ポイント
どうすればクリスチャンとして成長し,エホバに喜ばれる考え方や決定ができるようになるかを考えます。
1. エホバは私たちがどうすることを望んでいますか。
赤ちゃんが生まれると,親はとても幸せな気持ちになります。でもかわいいからといって,ずっと赤ちゃんのままでいてほしいとは思わないはずです。あまり成長していないように思えるなら,とても心配になるでしょう。エホバも同じです。私たちが一歩踏み出してイエスの弟子になる時,エホバはとても喜びます。でもいつまでもクリスチャンとして子供のままでいるのではなく,「大人になって」ほしいと思っています。(コリ一 3:1; 14:20)
2. この記事ではどんな点を考えますか。
2 クリスチャンとして大人になるとはどういうことでしょうか。成長するためにどんなことができるでしょうか。聖書の深い真理を理解することはどのように助けになるでしょうか。自己過信に注意するべきなのはどうしてでしょうか。この記事ではこうした点を考えます。
クリスチャンとして大人になるとはどういうことか
3. クリスチャンとして大人になるとはどういう意味ですか。
3 聖書で「大人になる」と訳されているギリシャ語には「十分に成長した」とか「完全な」という意味もあります。 (コリ一 2:6)赤ちゃんが大人になるまで成長を続けるのと同じように,私たちもクリスチャンとして成長していく必要があります。この成長に終わりはありません。(テモ一 4:15)若い人を含め,全ての人がクリスチャンとして大人になることができます。では,自分が成長しているかどうかはどうすれば分かるでしょうか。
4. 成長したクリスチャンとはどんな人ですか。
4 成長したクリスチャンは,より好みをしたりせず,エホバが求めていることを全てその通りに行います。もちろん,完璧ではないので失敗することもあります。それでも,毎日の生活の中でエホバに喜ばれる考え方や行動ができるようにベストを尽くします。新しい人格を身に着け,エホバと同じような考え方をするように努力を続けます。(エフェ 4:22-24)エホバの教えや基準を調べ,よく考えて決定するので,何をするにも細かなルールが必要ということはありません。そして一度決めたなら,強い意志を持ってそれに取り組みます。(コリ一 9:26,27)

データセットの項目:

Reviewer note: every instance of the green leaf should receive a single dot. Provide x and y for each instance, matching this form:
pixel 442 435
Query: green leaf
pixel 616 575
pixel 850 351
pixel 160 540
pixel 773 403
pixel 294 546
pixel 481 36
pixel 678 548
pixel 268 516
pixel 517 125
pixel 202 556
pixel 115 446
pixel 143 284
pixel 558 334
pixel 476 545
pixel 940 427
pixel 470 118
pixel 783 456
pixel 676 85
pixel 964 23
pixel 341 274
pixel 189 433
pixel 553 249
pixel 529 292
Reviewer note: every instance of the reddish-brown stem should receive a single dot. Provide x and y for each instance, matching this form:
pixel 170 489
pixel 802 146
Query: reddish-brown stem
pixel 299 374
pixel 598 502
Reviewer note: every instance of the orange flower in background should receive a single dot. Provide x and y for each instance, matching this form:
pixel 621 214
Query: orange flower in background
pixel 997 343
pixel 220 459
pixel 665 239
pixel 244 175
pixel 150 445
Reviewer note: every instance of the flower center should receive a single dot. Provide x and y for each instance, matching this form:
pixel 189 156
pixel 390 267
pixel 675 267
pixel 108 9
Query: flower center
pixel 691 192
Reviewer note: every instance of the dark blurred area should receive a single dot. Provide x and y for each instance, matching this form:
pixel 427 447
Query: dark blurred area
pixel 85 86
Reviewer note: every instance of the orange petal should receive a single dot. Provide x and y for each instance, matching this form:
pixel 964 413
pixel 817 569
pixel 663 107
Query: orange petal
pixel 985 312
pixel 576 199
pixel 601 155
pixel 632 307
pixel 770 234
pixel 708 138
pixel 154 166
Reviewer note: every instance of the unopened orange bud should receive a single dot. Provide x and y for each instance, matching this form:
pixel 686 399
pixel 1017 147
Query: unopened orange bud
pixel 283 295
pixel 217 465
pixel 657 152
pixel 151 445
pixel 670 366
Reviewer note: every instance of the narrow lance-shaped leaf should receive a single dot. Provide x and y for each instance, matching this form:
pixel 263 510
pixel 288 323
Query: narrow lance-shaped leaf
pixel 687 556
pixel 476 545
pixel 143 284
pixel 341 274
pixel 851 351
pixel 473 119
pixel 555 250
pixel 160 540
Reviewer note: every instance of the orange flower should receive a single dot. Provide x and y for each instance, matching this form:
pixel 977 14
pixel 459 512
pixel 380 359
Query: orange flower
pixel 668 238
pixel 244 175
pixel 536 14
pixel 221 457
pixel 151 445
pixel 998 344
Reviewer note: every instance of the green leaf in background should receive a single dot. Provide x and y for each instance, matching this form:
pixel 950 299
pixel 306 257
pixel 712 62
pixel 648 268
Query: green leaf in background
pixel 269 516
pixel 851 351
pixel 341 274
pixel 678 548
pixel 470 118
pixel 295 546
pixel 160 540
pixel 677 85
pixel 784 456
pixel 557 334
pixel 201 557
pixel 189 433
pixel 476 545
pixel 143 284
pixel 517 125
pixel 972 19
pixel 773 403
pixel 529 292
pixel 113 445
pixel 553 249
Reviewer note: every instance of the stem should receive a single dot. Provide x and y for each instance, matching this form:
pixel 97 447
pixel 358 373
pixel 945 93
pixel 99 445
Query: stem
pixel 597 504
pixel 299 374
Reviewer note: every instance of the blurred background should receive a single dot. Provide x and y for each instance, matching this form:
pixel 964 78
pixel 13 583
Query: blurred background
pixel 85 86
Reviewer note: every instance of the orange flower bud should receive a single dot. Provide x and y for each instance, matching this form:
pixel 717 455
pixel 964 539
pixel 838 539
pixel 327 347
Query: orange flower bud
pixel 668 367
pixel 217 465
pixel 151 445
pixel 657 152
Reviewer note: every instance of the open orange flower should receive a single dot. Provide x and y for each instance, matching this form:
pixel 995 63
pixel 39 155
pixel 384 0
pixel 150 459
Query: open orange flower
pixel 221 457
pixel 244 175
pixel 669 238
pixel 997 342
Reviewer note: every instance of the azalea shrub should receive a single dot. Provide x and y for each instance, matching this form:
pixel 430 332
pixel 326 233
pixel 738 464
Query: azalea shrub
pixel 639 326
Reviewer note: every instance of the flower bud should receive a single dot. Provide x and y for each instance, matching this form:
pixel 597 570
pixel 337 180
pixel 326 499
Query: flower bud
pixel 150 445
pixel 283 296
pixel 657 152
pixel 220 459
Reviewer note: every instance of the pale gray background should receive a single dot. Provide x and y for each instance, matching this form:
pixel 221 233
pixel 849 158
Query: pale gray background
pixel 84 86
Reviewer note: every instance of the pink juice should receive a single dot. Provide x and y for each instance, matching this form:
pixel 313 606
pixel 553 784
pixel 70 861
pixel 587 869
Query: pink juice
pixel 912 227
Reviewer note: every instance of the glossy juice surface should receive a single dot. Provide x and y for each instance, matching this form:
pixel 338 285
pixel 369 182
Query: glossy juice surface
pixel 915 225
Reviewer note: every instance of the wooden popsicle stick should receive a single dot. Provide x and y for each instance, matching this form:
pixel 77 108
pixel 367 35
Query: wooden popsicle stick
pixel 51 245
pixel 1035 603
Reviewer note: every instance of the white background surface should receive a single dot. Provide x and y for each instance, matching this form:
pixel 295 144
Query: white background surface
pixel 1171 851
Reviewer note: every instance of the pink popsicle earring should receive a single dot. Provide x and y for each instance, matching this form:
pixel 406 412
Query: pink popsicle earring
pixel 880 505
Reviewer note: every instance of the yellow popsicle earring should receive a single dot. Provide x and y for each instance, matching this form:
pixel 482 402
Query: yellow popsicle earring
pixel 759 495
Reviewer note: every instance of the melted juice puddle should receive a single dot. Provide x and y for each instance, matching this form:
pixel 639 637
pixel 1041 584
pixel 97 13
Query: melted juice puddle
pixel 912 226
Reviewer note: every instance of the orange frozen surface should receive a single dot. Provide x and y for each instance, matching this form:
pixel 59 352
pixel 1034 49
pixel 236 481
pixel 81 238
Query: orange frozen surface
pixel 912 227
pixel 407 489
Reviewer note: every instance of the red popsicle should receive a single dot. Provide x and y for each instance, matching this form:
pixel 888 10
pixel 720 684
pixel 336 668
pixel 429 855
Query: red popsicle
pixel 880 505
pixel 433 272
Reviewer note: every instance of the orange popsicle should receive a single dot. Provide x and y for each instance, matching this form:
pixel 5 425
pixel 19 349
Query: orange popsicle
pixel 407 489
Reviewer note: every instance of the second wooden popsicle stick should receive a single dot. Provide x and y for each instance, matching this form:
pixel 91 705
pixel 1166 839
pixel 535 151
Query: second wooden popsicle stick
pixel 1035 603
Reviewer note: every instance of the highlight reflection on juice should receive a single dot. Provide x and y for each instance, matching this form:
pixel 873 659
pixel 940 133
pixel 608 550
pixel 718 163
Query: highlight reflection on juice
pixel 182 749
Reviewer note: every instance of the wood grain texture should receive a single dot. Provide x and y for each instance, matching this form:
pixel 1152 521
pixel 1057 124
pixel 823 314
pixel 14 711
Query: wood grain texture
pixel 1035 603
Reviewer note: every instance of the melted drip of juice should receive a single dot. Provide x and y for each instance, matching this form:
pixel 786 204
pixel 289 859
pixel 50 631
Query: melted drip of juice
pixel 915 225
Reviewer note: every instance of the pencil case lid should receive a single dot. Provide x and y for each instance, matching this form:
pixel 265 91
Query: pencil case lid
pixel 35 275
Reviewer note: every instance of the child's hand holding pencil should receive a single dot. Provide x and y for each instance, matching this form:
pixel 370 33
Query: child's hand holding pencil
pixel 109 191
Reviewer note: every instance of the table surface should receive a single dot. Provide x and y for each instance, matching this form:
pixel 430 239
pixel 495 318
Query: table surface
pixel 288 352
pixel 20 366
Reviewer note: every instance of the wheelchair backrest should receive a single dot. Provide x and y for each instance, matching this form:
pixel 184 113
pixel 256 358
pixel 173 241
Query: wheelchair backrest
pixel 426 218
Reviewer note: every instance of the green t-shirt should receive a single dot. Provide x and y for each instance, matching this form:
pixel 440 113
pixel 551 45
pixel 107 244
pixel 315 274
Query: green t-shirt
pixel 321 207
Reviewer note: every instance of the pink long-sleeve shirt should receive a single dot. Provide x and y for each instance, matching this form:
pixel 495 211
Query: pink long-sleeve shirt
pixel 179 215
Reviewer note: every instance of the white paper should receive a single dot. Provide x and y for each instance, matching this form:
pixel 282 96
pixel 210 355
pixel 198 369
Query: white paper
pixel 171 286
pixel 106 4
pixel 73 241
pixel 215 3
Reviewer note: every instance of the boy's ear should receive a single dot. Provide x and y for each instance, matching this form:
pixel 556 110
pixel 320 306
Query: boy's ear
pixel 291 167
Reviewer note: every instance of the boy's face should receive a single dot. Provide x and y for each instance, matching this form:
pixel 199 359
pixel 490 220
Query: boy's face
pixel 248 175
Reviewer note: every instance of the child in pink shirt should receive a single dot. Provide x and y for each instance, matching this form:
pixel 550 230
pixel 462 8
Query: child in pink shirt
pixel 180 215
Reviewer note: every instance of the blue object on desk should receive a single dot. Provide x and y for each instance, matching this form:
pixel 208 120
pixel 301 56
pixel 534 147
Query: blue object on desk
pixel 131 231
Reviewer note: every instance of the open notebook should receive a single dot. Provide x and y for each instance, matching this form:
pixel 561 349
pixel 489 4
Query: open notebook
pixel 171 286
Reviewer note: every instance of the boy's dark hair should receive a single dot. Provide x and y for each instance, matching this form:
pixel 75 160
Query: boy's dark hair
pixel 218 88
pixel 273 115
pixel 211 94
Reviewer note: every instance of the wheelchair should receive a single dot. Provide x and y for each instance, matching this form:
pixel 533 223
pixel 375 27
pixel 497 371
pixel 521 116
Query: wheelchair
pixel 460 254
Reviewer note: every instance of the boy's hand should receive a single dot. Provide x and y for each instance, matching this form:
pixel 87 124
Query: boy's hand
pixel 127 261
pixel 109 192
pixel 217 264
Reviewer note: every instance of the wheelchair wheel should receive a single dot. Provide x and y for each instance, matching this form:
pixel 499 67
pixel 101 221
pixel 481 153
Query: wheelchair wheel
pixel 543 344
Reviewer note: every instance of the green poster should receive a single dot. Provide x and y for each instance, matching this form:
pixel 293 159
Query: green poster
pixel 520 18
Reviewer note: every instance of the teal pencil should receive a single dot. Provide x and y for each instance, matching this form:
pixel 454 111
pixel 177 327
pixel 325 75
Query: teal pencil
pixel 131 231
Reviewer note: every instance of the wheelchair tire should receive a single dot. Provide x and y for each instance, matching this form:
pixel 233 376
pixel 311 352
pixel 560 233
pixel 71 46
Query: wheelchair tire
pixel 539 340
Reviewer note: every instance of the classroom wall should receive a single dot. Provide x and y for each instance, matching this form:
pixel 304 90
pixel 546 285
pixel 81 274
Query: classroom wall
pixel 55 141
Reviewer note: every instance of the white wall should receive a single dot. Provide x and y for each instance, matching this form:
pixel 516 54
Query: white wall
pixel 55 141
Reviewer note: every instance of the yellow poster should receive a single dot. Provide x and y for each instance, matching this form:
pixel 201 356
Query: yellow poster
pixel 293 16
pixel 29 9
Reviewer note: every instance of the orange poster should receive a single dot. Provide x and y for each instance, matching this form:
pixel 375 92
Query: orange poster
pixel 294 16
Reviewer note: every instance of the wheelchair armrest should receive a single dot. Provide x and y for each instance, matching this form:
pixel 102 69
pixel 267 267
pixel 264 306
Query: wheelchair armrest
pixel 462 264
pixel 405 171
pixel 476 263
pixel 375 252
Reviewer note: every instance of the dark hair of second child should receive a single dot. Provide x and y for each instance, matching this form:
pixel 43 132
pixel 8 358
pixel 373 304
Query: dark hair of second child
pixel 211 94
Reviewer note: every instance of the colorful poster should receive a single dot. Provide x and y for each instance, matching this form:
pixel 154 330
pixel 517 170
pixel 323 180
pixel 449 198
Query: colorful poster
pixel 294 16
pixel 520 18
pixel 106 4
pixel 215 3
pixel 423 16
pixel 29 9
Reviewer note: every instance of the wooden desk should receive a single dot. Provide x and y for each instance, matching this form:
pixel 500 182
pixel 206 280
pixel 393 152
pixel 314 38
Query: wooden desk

§ **作業指示 1**
クリスチャンの成長に関する本文を「2 クリスチャンとして大人に」から「4. 成長したクリスチャンとはどんな人ですか。」まで、「赤ちゃん」を「幼児」に置き換えて書き直してください。
§ **作業指示 2**
クリスチャンの成長に関する本文を、最後の文に続けて書き進めてください。
レコードはこの作業には一切関係しません。

§ **解答結果 1**
2 クリスチャンとして大人になるとはどういうことでしょうか。成長するためにどんなことができるでしょうか。聖書の深い真理を理解することはどのように助けになるでしょうか。自己過信に注意するべきなのはどうしてでしょうか。この記事ではこうした点を考えます。
クリスチャンとして大人になるとはどういうことか
3. クリスチャンとして大人になるとはどういう意味ですか。
3 聖書で「大人になる」と訳されているギリシャ語には「十分に成長した」とか「完全な」という意味もあります。 (コリ一 2:6)幼児が大人になるまで成長を続けるのと同じように,私たちもクリスチャンとして成長していく必要があります。この成長に終わりはありません。(テモ一 4:15)若い人を含め,全ての人がクリスチャンとして大人になることができます。では,自分が成長しているかどうかはどうすれば分かるでしょうか。
4. 成長したクリスチャンとはどんな人ですか。

§ **解答結果 2**
5. 十分に成長していないクリスチャンにはどんな危険がありますか。(エフェソス 4:14,15)
5 一方,十分に成長していないクリスチャンは容易に「欺かれたり,ずる賢いたくらみに乗せられたり」,陰謀論を広める人や背教者にだまされたりしてしまいます。 (エフェソス 4:14,15を読む。)また,嫉妬したり,争いを起こしたり,すぐに腹を立てたり,誘惑に負けたりしてしまうこともあります。(コリ一 3:3)
6. クリスチャンとして成長することをどんな例えで考えられますか。(写真と挿絵も参照。)
6 先ほど考えた通り,クリスチャンとして成長することは子供が大人になることに似ています。子供は洞察力がないので,大人に見守ってもらう必要があります。例えで考えてみましょう。母親は道路を渡る時に,幼い娘に手をつないでおくようにと言うかもしれません。娘が少し大きくなれば,母親は娘が1人で道路を渡ることを許すかもしれませんが,右左をよく見てから渡るようにと毎回注意するでしょう。そして大人になれば,親から言われなくても自分でこうした危険を避けられるようになります。幼い子供が親から注意してもらう必要があるのと同じで,十分に成長していないクリスチャンは,エホバとの絆を弱めるようなものを避けたり良い決定をしたりするために,成長したクリスチャンに助けてもらう必要があります。一方,成長したクリスチャンは聖書を調べてエホバの考えを理解し,それに合わせて行動することができます。
7. 成長したクリスチャンもほかの人の助けを必要としますか。
7 成長したクリスチャンはほかの人の助けを全く必要としないということでしょうか。いいえ,必要とすることもあります。でも,十分に成長していないクリスチャンとは違って,自分で決めなければいけないことまでほかの人に決めてもらおうとしたり,どうしたらいいか教えてもらおうとしたりはしません。ほかの人の経験を聞いて学びますが,「自分の荷を自分で負う」必要があることをよく理解しています。(ガラ 6:5)
8. 成長したクリスチャンがみんな同じようになるわけではありません。どうしてそういえますか。
8 大人になれば,みんなが同じような見た目になるわけではありません。それと同じで,成長したクリスチャンの中には,知恵や勇気に優れている人もいれば,気前よく与える人や思いやり深い人もいます。また,成長したクリスチャンは聖書の基準に沿った決定をしますが,みんなが同じ決定をするというわけではありません。良心に基づいて決める場合は特にそうです。このことをよく理解しているので,ほかの人のことを批判したりせずに,一致してエホバに仕えることができます。(ロマ 14:10。コリ一 1:10)
どうすれば成長したクリスチャンになれるか
9. ただ時間がたてばクリスチャンとして成長できますか。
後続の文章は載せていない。